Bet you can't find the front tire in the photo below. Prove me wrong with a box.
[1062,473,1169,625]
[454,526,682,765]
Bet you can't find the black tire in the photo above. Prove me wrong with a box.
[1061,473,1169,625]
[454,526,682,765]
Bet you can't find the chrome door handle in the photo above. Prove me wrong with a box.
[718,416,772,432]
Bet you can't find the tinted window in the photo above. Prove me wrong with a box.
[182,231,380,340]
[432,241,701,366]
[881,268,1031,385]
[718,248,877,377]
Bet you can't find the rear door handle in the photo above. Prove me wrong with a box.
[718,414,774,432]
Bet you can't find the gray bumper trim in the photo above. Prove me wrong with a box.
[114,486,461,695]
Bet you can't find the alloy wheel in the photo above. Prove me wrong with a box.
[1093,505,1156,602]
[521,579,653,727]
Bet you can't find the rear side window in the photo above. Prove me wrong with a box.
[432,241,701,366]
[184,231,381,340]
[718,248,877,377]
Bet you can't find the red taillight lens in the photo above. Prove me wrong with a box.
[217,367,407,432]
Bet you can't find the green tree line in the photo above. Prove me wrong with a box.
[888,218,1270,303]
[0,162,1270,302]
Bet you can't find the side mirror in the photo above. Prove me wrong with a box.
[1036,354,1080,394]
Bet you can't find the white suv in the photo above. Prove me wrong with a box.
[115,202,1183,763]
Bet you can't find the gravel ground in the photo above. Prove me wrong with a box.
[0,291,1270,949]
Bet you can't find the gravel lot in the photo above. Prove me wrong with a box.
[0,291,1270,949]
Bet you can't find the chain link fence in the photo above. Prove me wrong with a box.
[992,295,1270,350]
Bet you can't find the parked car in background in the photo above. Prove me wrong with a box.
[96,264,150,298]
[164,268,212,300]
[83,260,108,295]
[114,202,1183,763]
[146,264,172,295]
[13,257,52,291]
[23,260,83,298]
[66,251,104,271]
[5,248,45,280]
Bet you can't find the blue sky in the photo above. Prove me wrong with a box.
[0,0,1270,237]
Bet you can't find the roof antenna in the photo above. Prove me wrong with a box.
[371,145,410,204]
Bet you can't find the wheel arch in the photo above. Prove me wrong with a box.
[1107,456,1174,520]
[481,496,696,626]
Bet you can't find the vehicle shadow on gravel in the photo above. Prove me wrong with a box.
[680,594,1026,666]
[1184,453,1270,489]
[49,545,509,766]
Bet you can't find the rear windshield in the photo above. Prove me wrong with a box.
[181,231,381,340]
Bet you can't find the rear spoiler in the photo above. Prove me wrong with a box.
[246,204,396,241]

####################

§ **Stated problem**
Rewrite the material above so that each "Bet you can't find" becomes "See if you can find", and leave everything else as it is.

§ **Result of this exercise**
See if you can find the front tire in the photo below. Prove me wrong with a box.
[1062,473,1169,625]
[454,526,682,765]
See if you can find the black tire in the photo above. Prove me wrong with a box.
[1061,473,1169,625]
[454,526,682,765]
See if you can find the chrome door handle in the photo above. Prove me wrong with a box.
[718,416,772,432]
See if you can find the tinted window in the photo above. Prove me wrong with a box.
[182,231,380,340]
[432,241,701,366]
[881,268,1031,385]
[718,248,877,377]
See if you can find the rear door handle in the photo above. Prove me wrong with a box.
[718,414,774,432]
See if you can find the gray bumper trim in the photo above. Prove me wrong with a box.
[114,486,461,695]
See if you can find the alloy wheel in the photo above. Prove me wrong with a box.
[1093,505,1156,602]
[521,579,653,727]
See if you can find the rear side window in the photo above. Prove me wrong with a box.
[432,241,701,366]
[184,231,381,340]
[718,248,877,377]
See if you can find the red taillight lens in the photo above. Prove me wrong with a box.
[217,367,407,432]
See if you can find the green tree line in the photo above. Prove me wrong with a box.
[888,218,1270,303]
[0,162,1270,302]
See if you can find the side mirror in the photo above. Prove me wrong with a box.
[1036,354,1080,394]
See if you can find the white suv in the photo above. Prove me wrong with a box.
[115,202,1183,763]
See if you can find the gravel ground in the photo above. Prove me wrong with a box.
[0,291,1270,949]
See if you can find the gravel lot in the photo above. Prove me wrong with a box.
[0,291,1270,949]
See if you can find the chain link fence in the photo above. Prove me wrong with a box.
[992,295,1270,350]
See if you can find the parked car in background in the photo above. Prove me wrong with a box.
[96,264,150,298]
[164,268,212,300]
[83,260,108,295]
[114,202,1183,763]
[146,264,172,295]
[13,257,52,291]
[23,260,83,298]
[66,251,104,271]
[5,248,45,280]
See if you can find the blue sky in the photo above. Prove me wrong with a box.
[0,0,1270,237]
See if you can find the roof antenna in the photo above. Prove me wrong with a box.
[371,145,410,204]
See if you can find the wheel arch in the photo above. Prove me wrong with a box.
[1107,456,1174,520]
[481,496,696,626]
See if you can find the vehicle shadow on gravel in the photo above. Prove me wrong with a box.
[680,594,1026,666]
[1184,453,1270,489]
[49,545,509,766]
See if you can find the rear windshield in the photo above. Prove me wrong with a box.
[181,231,381,340]
See if you can find the rear spoiler in the photo above. Prove me wrong with a box.
[246,204,396,241]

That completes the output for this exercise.